* _Work to complete_
Scan the entries below for the string "area" and copy every line where it turns up.

* _Point-per-instance localization data_
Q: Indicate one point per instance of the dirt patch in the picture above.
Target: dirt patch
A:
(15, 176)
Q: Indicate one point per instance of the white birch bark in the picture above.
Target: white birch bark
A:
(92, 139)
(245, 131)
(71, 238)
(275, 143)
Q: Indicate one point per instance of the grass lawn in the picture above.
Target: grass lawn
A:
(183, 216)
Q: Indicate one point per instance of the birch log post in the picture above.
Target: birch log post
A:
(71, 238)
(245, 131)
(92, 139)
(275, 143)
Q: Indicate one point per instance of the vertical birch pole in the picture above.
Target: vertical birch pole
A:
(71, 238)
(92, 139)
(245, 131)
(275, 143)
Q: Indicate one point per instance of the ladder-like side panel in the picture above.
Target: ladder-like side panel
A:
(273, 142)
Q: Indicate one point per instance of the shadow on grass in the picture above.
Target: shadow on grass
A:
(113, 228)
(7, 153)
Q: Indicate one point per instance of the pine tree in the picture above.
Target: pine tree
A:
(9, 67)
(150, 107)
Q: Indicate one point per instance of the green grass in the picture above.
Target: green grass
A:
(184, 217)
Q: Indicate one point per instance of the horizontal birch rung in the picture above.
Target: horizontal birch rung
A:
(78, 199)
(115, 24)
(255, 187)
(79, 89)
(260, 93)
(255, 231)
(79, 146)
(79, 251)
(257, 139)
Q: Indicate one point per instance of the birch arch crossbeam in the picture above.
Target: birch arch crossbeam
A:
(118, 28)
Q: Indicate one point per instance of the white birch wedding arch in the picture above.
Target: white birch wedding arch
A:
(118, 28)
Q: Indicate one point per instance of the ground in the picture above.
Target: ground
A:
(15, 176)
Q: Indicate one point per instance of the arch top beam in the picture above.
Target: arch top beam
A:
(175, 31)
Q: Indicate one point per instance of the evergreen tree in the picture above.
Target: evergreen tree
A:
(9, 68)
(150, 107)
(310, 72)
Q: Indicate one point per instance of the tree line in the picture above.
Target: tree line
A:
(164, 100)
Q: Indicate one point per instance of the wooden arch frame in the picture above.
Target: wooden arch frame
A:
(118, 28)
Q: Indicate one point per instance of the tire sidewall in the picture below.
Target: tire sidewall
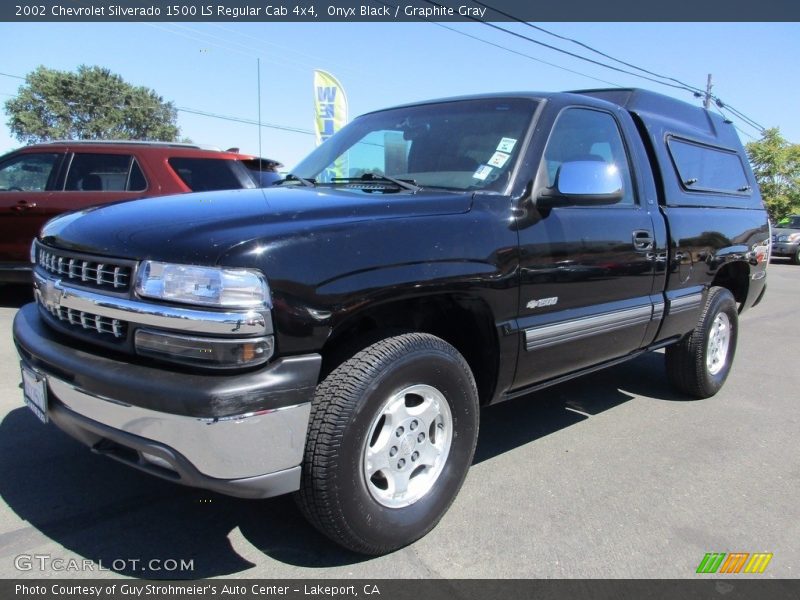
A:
(369, 520)
(722, 301)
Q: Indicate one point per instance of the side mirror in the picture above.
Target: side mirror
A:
(583, 183)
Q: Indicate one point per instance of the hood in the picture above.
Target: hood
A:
(199, 228)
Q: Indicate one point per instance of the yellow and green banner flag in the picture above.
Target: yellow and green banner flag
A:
(330, 114)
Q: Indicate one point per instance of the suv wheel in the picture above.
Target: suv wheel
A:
(699, 364)
(391, 437)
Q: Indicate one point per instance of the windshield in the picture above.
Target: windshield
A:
(791, 223)
(463, 145)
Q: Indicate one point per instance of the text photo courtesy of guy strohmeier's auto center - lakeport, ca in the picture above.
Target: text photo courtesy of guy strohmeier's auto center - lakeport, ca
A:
(474, 298)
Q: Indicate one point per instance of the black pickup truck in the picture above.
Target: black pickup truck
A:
(336, 334)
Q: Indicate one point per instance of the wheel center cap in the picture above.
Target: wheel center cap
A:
(407, 445)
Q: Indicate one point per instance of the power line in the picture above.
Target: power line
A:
(567, 52)
(246, 121)
(681, 84)
(539, 60)
(505, 48)
(184, 109)
(586, 46)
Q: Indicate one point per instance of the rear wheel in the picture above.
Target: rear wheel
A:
(391, 437)
(699, 364)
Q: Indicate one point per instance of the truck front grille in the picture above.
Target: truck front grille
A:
(96, 323)
(93, 273)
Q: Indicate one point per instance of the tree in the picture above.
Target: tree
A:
(776, 164)
(92, 103)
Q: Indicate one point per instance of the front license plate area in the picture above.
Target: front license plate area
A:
(34, 390)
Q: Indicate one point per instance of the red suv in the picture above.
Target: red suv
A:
(44, 180)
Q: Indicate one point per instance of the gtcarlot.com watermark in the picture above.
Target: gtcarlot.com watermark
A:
(46, 562)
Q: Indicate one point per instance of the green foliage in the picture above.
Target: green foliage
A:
(92, 103)
(776, 164)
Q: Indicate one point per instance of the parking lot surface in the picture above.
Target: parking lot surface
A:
(613, 475)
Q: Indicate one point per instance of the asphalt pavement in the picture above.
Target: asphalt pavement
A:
(613, 475)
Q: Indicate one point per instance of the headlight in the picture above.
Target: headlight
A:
(207, 286)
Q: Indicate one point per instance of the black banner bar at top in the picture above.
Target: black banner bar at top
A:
(397, 10)
(701, 588)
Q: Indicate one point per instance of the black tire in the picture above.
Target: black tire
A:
(796, 257)
(688, 367)
(336, 495)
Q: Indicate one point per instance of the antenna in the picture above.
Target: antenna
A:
(260, 154)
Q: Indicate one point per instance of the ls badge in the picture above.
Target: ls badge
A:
(541, 302)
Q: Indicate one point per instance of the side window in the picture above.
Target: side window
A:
(708, 169)
(101, 173)
(27, 172)
(582, 134)
(209, 174)
(136, 182)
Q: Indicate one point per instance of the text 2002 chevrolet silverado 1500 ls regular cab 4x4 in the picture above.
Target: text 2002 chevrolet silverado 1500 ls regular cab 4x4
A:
(335, 335)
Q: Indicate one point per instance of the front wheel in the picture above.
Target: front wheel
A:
(699, 364)
(391, 437)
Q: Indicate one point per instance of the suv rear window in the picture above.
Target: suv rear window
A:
(707, 168)
(90, 172)
(208, 174)
(27, 173)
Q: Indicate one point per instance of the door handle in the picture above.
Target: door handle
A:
(23, 205)
(642, 240)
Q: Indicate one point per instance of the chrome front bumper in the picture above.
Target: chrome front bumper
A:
(242, 434)
(252, 455)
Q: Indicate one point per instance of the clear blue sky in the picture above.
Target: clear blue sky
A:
(212, 67)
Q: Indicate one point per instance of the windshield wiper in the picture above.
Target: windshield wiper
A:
(406, 184)
(293, 177)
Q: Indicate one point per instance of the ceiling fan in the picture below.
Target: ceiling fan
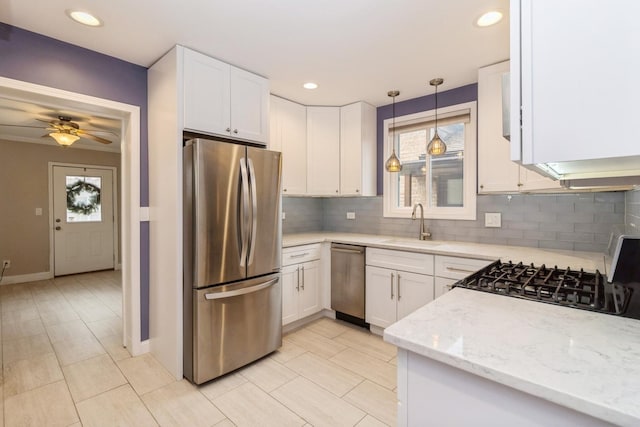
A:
(66, 132)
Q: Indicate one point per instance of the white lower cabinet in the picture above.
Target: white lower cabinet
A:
(300, 283)
(392, 294)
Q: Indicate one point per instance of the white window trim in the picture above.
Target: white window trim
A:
(468, 211)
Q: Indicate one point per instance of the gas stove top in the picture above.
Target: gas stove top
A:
(567, 287)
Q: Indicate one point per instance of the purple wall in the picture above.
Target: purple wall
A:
(424, 103)
(34, 58)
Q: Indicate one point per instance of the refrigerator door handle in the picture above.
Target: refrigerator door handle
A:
(243, 291)
(244, 232)
(254, 211)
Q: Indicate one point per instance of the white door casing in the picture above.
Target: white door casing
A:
(83, 242)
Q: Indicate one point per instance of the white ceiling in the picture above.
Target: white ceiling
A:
(354, 49)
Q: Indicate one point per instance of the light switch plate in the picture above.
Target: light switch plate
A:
(493, 219)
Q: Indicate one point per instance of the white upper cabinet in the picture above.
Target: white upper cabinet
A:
(358, 150)
(323, 151)
(496, 172)
(288, 132)
(224, 100)
(576, 80)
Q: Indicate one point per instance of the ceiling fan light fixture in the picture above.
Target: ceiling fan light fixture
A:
(64, 138)
(84, 18)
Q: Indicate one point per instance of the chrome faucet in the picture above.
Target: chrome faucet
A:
(424, 235)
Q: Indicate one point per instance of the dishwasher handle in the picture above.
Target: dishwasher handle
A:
(347, 251)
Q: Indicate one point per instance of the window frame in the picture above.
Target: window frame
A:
(469, 208)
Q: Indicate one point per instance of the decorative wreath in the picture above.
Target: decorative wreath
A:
(84, 207)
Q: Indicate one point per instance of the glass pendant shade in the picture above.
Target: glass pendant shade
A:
(63, 138)
(436, 146)
(393, 162)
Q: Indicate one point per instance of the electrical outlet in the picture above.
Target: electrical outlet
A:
(493, 219)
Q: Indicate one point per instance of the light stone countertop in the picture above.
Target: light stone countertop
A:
(590, 261)
(586, 361)
(582, 360)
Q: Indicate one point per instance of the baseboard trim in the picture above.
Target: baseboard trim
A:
(23, 278)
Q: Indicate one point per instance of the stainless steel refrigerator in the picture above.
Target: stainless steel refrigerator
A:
(232, 246)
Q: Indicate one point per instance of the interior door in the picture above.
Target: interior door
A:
(83, 219)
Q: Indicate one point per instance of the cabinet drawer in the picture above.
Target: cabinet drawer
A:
(400, 260)
(298, 254)
(458, 268)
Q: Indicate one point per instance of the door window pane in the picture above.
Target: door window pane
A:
(83, 198)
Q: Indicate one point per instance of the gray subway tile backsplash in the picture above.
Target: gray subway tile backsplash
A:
(577, 221)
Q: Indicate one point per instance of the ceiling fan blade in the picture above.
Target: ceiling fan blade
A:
(22, 126)
(83, 134)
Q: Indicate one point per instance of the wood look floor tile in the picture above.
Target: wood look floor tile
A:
(325, 373)
(219, 386)
(24, 348)
(287, 352)
(248, 405)
(28, 374)
(368, 343)
(315, 343)
(181, 404)
(375, 400)
(268, 374)
(369, 367)
(316, 405)
(145, 373)
(117, 407)
(49, 405)
(92, 377)
(77, 349)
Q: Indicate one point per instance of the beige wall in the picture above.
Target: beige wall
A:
(24, 186)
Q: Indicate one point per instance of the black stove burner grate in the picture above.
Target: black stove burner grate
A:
(574, 288)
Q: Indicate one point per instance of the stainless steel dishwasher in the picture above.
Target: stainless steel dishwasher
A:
(347, 282)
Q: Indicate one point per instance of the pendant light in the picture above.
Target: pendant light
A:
(436, 146)
(393, 162)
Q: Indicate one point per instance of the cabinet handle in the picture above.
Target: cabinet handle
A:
(391, 285)
(299, 255)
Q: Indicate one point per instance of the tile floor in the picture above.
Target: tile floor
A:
(63, 364)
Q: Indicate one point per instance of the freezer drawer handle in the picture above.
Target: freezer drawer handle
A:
(347, 251)
(243, 291)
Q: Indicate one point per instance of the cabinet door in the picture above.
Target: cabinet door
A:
(206, 94)
(323, 151)
(442, 286)
(358, 150)
(292, 133)
(496, 171)
(309, 302)
(249, 106)
(413, 291)
(380, 296)
(290, 292)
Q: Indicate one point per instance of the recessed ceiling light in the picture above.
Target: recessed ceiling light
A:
(489, 18)
(84, 18)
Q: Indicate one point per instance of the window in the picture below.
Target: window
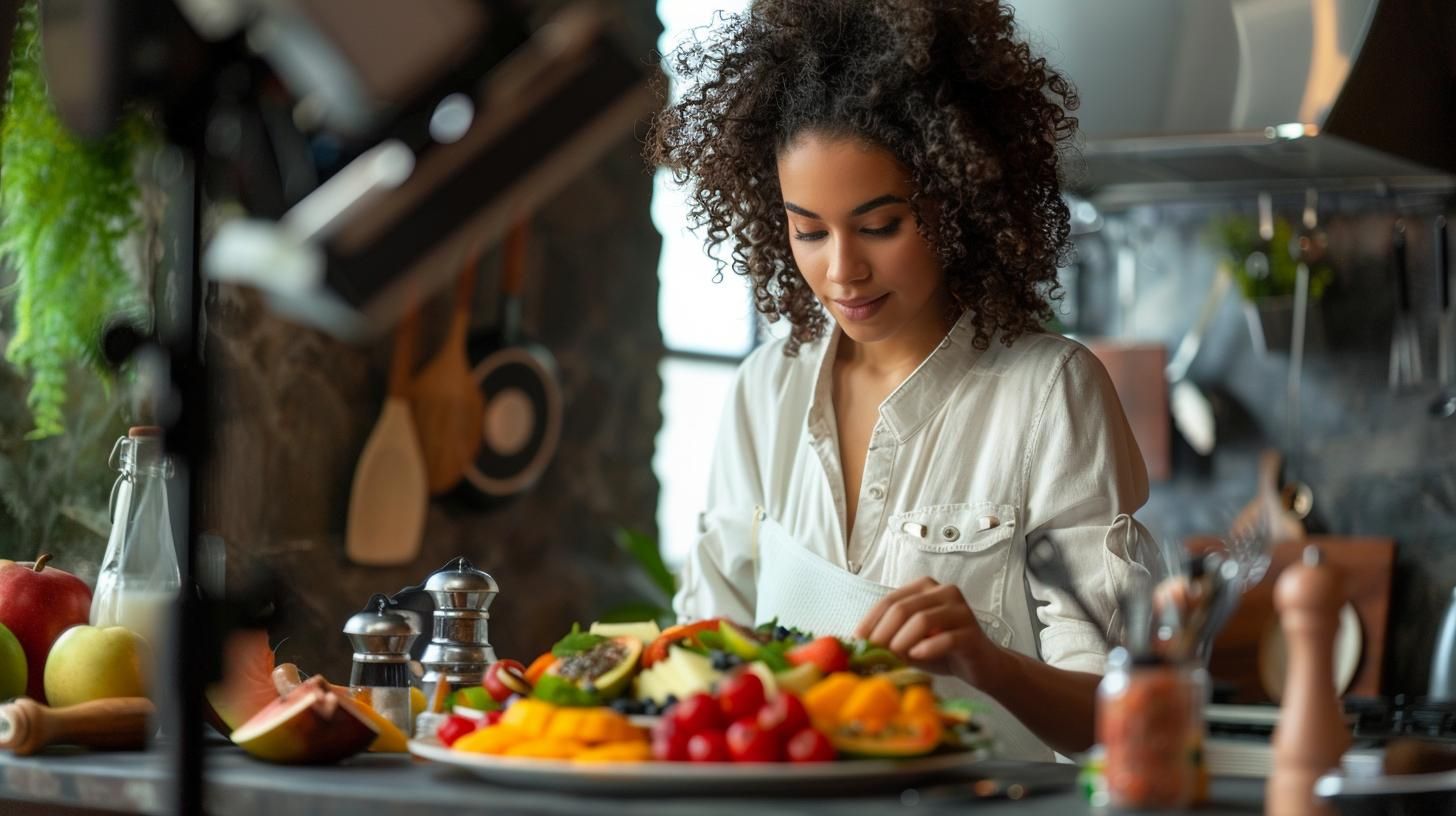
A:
(706, 327)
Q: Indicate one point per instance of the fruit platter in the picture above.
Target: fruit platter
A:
(702, 707)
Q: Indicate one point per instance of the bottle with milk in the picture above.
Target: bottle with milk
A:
(139, 577)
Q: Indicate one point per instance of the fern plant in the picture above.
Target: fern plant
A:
(66, 210)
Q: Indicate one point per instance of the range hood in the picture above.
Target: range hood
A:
(1191, 93)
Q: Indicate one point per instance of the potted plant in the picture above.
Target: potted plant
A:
(73, 235)
(1265, 271)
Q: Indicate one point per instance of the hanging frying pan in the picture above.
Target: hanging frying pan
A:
(523, 402)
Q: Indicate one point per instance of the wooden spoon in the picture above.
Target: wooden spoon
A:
(447, 404)
(389, 496)
(118, 723)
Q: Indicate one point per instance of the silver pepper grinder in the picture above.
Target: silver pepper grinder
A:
(460, 646)
(380, 672)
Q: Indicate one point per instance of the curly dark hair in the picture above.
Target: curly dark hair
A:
(944, 85)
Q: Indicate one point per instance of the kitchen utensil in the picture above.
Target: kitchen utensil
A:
(1263, 523)
(390, 488)
(117, 723)
(1443, 660)
(1308, 246)
(1225, 589)
(1309, 736)
(1445, 404)
(523, 401)
(1346, 656)
(1366, 564)
(446, 404)
(1193, 414)
(1405, 340)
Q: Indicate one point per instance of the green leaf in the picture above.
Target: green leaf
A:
(575, 643)
(561, 691)
(637, 611)
(647, 555)
(67, 207)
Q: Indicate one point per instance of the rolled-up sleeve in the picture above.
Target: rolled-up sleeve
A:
(719, 574)
(1083, 478)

* _Reply_
Q: Indicate one point per instance of the front license plate area in the picture above.
Target: front license plate area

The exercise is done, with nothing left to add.